[Recorded data]
(begin)

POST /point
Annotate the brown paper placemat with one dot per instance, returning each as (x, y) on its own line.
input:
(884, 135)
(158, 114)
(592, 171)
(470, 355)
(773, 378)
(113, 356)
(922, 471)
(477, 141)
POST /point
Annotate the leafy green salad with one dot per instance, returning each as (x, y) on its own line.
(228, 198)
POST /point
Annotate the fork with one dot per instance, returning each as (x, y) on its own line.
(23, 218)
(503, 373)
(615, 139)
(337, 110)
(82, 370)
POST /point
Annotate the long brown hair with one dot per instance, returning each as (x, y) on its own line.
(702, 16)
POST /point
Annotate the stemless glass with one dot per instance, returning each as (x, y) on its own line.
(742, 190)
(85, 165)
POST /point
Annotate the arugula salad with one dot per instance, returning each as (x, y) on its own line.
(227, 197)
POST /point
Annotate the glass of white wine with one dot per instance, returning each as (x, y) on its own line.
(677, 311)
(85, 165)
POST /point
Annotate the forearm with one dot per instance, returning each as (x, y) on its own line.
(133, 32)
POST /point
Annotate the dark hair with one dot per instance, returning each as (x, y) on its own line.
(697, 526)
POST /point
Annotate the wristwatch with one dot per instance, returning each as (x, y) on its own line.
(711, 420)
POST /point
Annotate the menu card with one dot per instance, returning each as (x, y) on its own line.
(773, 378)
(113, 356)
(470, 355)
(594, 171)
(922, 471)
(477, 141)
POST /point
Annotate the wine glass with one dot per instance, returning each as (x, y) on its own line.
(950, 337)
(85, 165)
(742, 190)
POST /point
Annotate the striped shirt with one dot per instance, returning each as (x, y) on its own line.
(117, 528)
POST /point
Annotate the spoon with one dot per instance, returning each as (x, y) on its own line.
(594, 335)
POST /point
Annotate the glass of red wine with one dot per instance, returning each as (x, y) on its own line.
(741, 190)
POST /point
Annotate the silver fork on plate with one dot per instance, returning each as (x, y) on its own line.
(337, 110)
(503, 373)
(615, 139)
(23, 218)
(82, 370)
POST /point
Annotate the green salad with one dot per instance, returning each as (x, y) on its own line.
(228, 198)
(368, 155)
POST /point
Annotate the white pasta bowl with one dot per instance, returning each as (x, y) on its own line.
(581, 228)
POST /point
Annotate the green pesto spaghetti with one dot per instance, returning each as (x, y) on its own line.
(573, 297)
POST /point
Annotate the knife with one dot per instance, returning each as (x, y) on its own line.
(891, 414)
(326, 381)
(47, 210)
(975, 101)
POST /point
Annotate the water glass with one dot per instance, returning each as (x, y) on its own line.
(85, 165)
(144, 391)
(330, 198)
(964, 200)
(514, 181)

(end)

— Brief —
Identify every line of the items above that contains the word "white", and copy each of those lines in full.

— Result of this task —
Annotate the glass of white wine with one dot per instance, returning each as (x, y) on its own line.
Annotate the white pasta bowl with one dot per instance, returning each as (x, y) on its own line.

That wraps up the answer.